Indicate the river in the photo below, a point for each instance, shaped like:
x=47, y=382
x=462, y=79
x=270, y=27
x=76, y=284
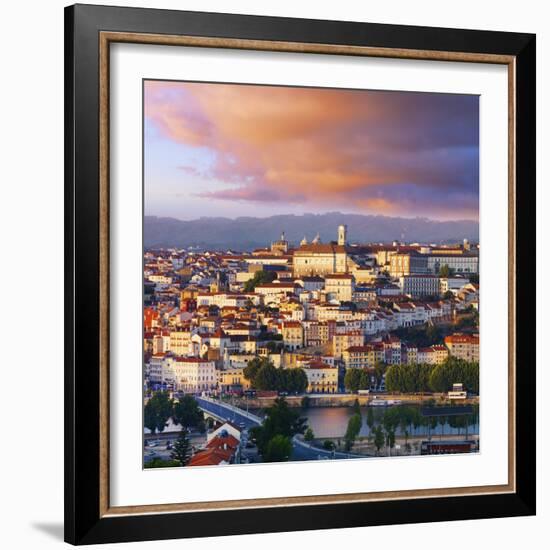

*****

What is asked: Could you reproduce the records above word for word, leaving out any pictures?

Written reply:
Indicate the river in the photo below, a point for each instance, shaped like:
x=47, y=382
x=462, y=79
x=270, y=27
x=76, y=284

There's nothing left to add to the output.